[[ Listed records open ]]
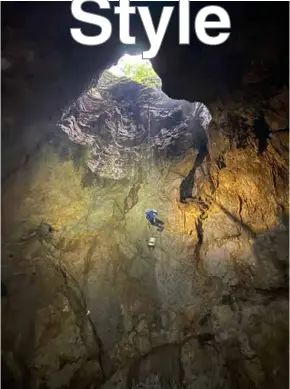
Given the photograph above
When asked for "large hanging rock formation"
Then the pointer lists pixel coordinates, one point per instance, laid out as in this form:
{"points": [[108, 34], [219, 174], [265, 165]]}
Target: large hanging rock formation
{"points": [[85, 302], [126, 125]]}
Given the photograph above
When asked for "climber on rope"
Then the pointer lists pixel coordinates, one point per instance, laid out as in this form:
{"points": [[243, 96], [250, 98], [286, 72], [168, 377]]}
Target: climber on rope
{"points": [[151, 216]]}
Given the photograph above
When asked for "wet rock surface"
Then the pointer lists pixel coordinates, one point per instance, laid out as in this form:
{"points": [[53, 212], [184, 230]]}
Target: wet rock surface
{"points": [[85, 302], [96, 307], [124, 125]]}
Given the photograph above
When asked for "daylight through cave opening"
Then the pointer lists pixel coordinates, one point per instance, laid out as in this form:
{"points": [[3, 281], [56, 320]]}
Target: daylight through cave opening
{"points": [[131, 127]]}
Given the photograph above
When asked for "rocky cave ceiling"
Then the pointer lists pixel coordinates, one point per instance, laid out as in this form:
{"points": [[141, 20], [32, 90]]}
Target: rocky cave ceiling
{"points": [[86, 304]]}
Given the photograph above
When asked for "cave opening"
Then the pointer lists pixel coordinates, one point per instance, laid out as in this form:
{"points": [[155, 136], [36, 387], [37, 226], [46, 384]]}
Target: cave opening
{"points": [[130, 128], [86, 302]]}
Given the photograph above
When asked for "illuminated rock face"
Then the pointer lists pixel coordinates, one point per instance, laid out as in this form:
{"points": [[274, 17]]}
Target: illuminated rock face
{"points": [[125, 124]]}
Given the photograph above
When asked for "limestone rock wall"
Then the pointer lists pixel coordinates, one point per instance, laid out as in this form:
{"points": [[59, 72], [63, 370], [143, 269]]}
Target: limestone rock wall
{"points": [[90, 305]]}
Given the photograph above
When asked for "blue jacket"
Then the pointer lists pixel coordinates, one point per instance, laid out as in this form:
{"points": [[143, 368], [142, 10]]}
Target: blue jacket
{"points": [[150, 215]]}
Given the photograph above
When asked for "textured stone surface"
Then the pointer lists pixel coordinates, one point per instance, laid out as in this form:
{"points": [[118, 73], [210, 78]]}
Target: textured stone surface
{"points": [[87, 304], [124, 125], [207, 308]]}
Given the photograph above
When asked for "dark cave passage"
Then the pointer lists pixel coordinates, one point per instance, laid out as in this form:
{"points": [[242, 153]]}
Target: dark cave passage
{"points": [[127, 123], [95, 295]]}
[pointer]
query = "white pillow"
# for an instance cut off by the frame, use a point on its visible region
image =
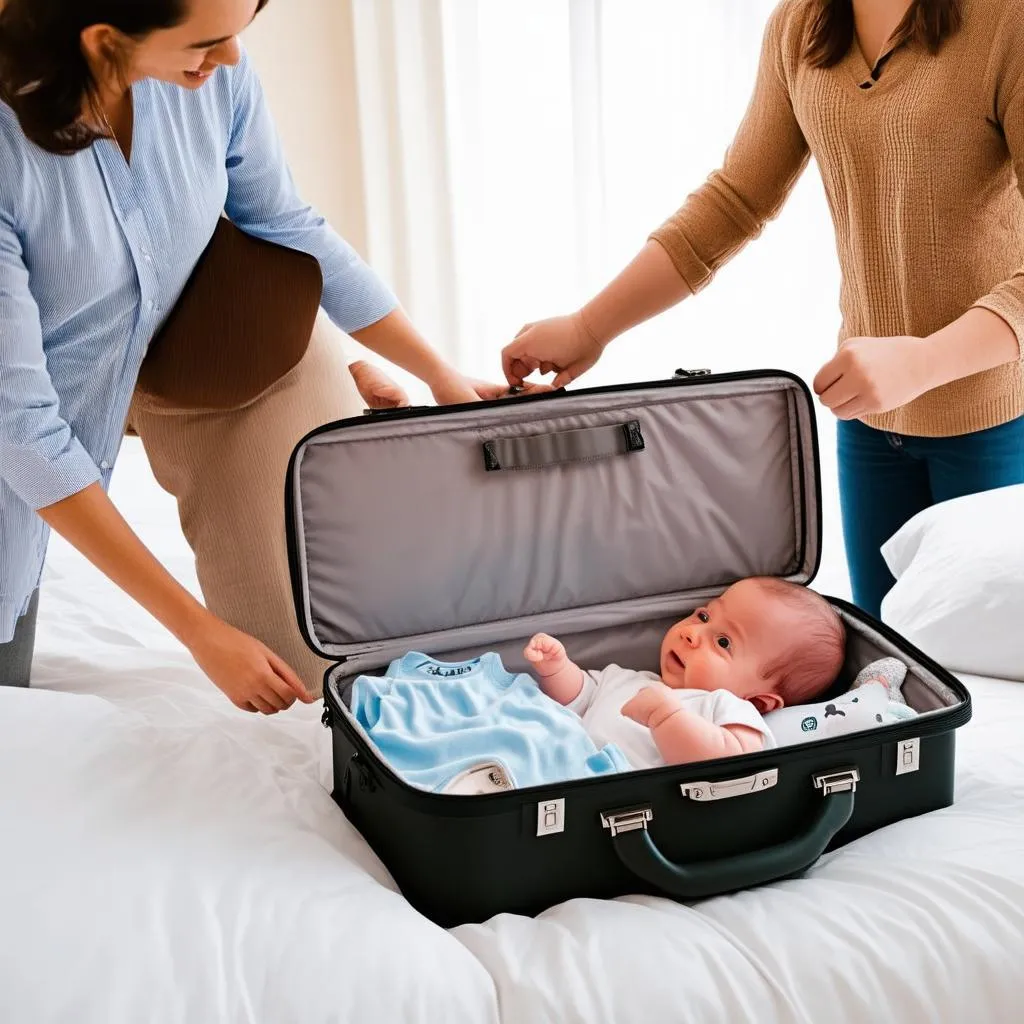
(960, 583)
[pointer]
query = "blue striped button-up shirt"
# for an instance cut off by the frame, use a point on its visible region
(94, 252)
[[ Listed records closed ]]
**Goal of the exercise**
Copy every record above exactly, leaving out any pictures.

**Task response**
Given the photograph above
When asked for "large hanging rock formation"
Then the pointer lists pixel coordinates, one point per instance, laid out as in this form:
{"points": [[108, 34], [219, 174], [265, 165]]}
Target: large hanging rock formation
{"points": [[85, 302], [126, 125]]}
Given the photograph above
When asked for "climber on rope"
Then the pointer lists pixel coordinates, one point per instance, laid out as in this form:
{"points": [[243, 96], [250, 98], [286, 72], [168, 377]]}
Target: climber on rope
{"points": [[151, 216]]}
Given the photograph above
When asked for "wet rock surface"
Then the pointer lists pixel coordinates, one point per instance, laid out as in this form:
{"points": [[53, 212], [184, 230]]}
Target: wet rock surface
{"points": [[85, 302], [96, 307], [124, 125]]}
Given the photograph above
When asked for "daylight through cave opening"
Then the pointer lists pixel coordinates, one point per instance, laid out as in this form:
{"points": [[3, 281], [56, 320]]}
Target: daylight through cave opening
{"points": [[131, 127]]}
Given the photograph above
When asked for "rocky cave ceiling"
Then the pointer lists pixel coordinates, one point per instance, laid out as in this form:
{"points": [[141, 20], [32, 90]]}
Target: rocky cave ceiling
{"points": [[86, 304]]}
Given the photograph above
When asked for "cave opening"
Then the pointer lists pixel coordinates, one point per instance, laid out as in this form:
{"points": [[155, 136], [36, 387], [37, 226], [46, 384]]}
Target: cave opening
{"points": [[130, 128], [86, 302]]}
Given the photograph above
When asked for "illuminated rock face"
Then the pointer lists pixel coordinates, one point per instance, laid out as in this form:
{"points": [[274, 17]]}
Target: illuminated rock face
{"points": [[125, 124]]}
Given the photograph above
When asked for "limestone rock wall"
Then the pointer lists pixel coordinates, one point per instance, laid out as in this form:
{"points": [[59, 72], [63, 370], [143, 269]]}
Target: limestone rock wall
{"points": [[90, 305]]}
Given the photograph above
When asked for "blue jacket"
Then the pointer lists pixel coordinates, one point per instance, laid out as in this form:
{"points": [[143, 368], [142, 10]]}
Target: blue jacket
{"points": [[150, 215]]}
Given the photograph above
When asked for "textured stone surface"
Then the pointer lists pixel coordinates, one point per instance, laid out as in this form:
{"points": [[118, 73], [210, 78]]}
Target: textured stone surface
{"points": [[87, 304], [124, 125], [207, 308]]}
Given the photograph above
When asked for "dark cave passage"
Then the pointer lists pixel coordinates, one point per instance, laid out as in this form:
{"points": [[242, 153]]}
Target: dark cave passage
{"points": [[127, 123], [95, 295]]}
[pointer]
query = "white pillow"
# for an instance cut off by the frame, use a point on its visible region
image =
(960, 583)
[pointer]
query = "blue striped button-up shirt"
# for an instance cut off by the frame, use a point on its visible region
(94, 252)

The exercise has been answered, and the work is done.